_Page_:
# # #

HUD Response: As a part of the post-closing, pre-endorsement program, FHA will continue to notify the lender that a preliminary assessment, based on file documentation, indicates that the loan contains material findings such that FHA is exposed to an unacceptable level of risk. FHA will provide the lender with an opportunity to present missing information or documentation to address the review findings and permit subsequent submission for endorsement. As is the current practice, if the lender is unable to adequately respond (or fails to respond) to the material findings, FHA will notify the lender that the loan is not eligible for endorsement.

FHA requires lenders to certify that it has on its permanent staff an underwriter(s) that has the qualifications, expertise and experience to underwrite mortgage loans in accordance with FHA requirements. As stated in March 21, 2013, notice, FHA continues to believe that given the certification required of lenders, the shift in the timeframe for review may in fact result in enhanced lender accountability; that is, the lender will place appropriate emphasis on ensuring that their underwriting staff is sufficiently trained prior to requesting Direct Endorsement authority. Properly trained underwriters will help to increase the number of loans that are found to be acceptable, resulting in an even higher percentage of loan files that meet FHA policies and guidelines.

# # #

_Record set_:
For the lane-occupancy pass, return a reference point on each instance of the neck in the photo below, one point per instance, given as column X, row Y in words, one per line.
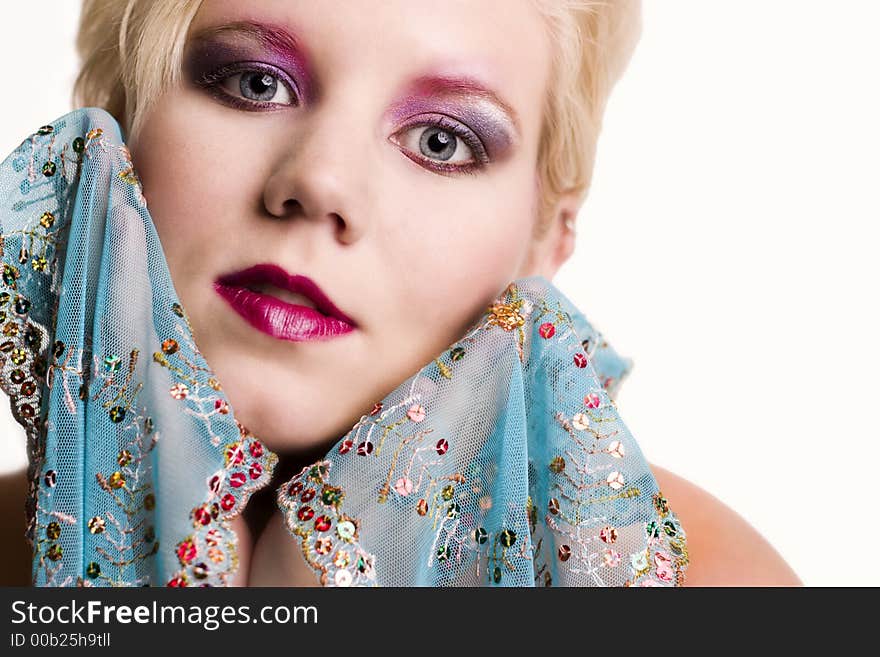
column 268, row 554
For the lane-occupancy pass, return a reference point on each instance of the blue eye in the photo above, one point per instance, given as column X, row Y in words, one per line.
column 251, row 86
column 258, row 86
column 442, row 144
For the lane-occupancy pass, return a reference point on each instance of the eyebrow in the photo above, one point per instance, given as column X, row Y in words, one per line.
column 270, row 36
column 278, row 39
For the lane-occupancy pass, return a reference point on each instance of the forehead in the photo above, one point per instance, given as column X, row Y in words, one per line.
column 501, row 43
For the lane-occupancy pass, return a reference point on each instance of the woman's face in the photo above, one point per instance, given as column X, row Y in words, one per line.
column 359, row 152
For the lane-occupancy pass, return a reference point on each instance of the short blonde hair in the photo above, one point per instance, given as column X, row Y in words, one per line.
column 131, row 51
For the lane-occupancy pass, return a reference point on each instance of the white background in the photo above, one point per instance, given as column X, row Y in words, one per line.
column 729, row 246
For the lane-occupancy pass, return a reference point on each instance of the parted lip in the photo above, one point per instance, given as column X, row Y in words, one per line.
column 272, row 274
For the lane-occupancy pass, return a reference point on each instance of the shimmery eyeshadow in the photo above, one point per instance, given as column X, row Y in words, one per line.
column 471, row 103
column 214, row 47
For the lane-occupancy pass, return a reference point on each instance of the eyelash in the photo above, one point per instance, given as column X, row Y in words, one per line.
column 212, row 82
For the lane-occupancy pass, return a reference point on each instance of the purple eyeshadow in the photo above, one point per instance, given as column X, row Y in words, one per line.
column 207, row 55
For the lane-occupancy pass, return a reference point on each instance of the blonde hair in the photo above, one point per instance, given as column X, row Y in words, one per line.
column 130, row 52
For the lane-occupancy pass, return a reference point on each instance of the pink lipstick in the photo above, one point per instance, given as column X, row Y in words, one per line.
column 259, row 295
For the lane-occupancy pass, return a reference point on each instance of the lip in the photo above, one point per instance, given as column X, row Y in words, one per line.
column 281, row 319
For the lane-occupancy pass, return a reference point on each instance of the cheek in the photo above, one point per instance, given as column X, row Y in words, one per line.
column 461, row 252
column 190, row 182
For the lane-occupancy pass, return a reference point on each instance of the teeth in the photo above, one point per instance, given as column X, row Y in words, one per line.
column 284, row 295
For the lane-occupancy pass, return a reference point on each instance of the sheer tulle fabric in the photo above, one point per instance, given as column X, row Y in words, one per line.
column 502, row 462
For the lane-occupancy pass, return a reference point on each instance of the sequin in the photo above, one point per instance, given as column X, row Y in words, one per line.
column 186, row 551
column 22, row 305
column 608, row 534
column 507, row 537
column 227, row 501
column 112, row 363
column 592, row 400
column 615, row 480
column 346, row 530
column 416, row 413
column 660, row 504
column 202, row 516
column 331, row 495
column 179, row 391
column 506, row 316
column 117, row 414
column 234, row 454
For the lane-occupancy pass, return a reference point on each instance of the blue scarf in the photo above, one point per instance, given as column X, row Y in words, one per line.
column 502, row 462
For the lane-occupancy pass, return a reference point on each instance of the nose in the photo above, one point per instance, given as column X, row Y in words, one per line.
column 319, row 174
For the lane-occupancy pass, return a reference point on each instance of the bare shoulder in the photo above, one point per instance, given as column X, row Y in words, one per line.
column 723, row 549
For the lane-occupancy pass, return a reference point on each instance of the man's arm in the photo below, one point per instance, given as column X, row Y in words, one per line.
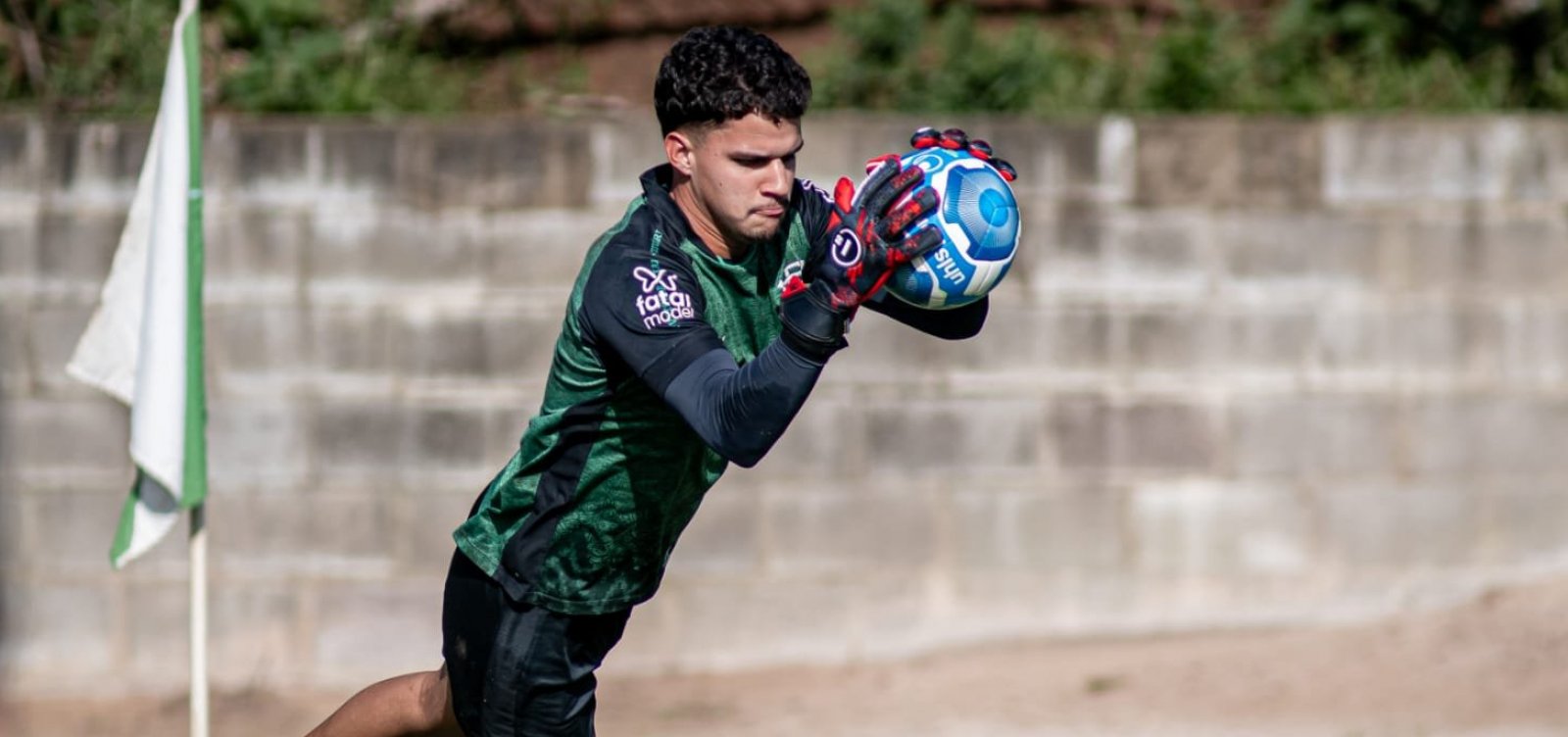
column 648, row 314
column 742, row 412
column 946, row 323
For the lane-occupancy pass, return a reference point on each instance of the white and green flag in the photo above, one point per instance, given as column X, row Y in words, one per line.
column 145, row 342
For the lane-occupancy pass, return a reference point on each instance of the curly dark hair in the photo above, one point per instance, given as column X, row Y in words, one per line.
column 723, row 73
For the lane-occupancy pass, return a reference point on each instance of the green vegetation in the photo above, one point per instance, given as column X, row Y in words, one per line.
column 1300, row 57
column 1306, row 57
column 259, row 55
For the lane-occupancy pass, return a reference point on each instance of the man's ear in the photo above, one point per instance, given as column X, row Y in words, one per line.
column 681, row 149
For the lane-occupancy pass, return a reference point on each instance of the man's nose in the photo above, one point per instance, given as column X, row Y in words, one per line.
column 780, row 179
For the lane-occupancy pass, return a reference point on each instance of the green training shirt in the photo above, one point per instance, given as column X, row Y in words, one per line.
column 608, row 475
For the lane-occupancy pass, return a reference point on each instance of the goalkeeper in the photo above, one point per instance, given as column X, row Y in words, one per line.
column 692, row 336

# # #

_Required task A_: Return the passage of the HUD response on FHA endorsement review, starting with "FHA requires lenders" and going on through "policies and guidelines.", copied word for word.
_Required task B_: In the HUD response on FHA endorsement review, what does FHA tell the lender when the lender cannot adequately respond to the material findings?
_Required task C_: Write what comes next in the HUD response on FHA endorsement review, picking up after its final sentence.

_Task output A_:
FHA requires lenders to certify that it has on its permanent staff an underwriter(s) that has the qualifications, expertise and experience to underwrite mortgage loans in accordance with FHA requirements. As stated in March 21, 2013, notice, FHA continues to believe that given the certification required of lenders, the shift in the timeframe for review may in fact result in enhanced lender accountability; that is, the lender will place appropriate emphasis on ensuring that their underwriting staff is sufficiently trained prior to requesting Direct Endorsement authority. Properly trained underwriters will help to increase the number of loans that are found to be acceptable, resulting in an even higher percentage of loan files that meet FHA policies and guidelines.

_Task output B_: FHA notifies the lender that the loan is not eligible for endorsement.

_Task output C_:
C. Analysis of More Recent Data

Since HUD issued the March 2013 notice, FHA analyzed a new set of data for the period October 1, 2014 through June 30, 2016 and found that overall the acceptability of mortgage loans submitted for pre-closing review continued to improve during this period when compared to the October 1, 2009 through June 30, 2012 data analyzed in the March 21, 2013, notice. Specifically, for mortgage loans that were submitted for review during the period beginning October 1, 2014 through June 30, 2016, the data demonstrated that 94.3 percent of the total cases reviewed were found to meet HUD/FHA guidelines and were eligible for endorsement; 87.2 percent of the eligible cases were endorsed as of July 25, 2016. In addition, of the lenders entering the Direct Endorsement review process during the October 1, 2014 through June 30, 2016 timeframe, 55.5 percent did not receive an unacceptable rating on any loan submitted for review, while 33.7 percent of lenders had only one loan rated unacceptable and 6.4 percent of lenders had two loans rated unacceptable. Overall, 95.6 percent of lenders had two or fewer loans rated unacceptable.

III. New Timeframe for FHA's Review of Loans Prior to Endorsement

After consideration of public comment and further consideration of this issue, FHA has determined to move the timeframe for FHA's review of loans prior to endorsement from pre-closing to post-closing. FHA's Mortgagee Letter which more fully addresses this issue can be found at http://portal.hud.gov/​hudportal/​documents/​huddoc?​id=​16-21ml.pdf.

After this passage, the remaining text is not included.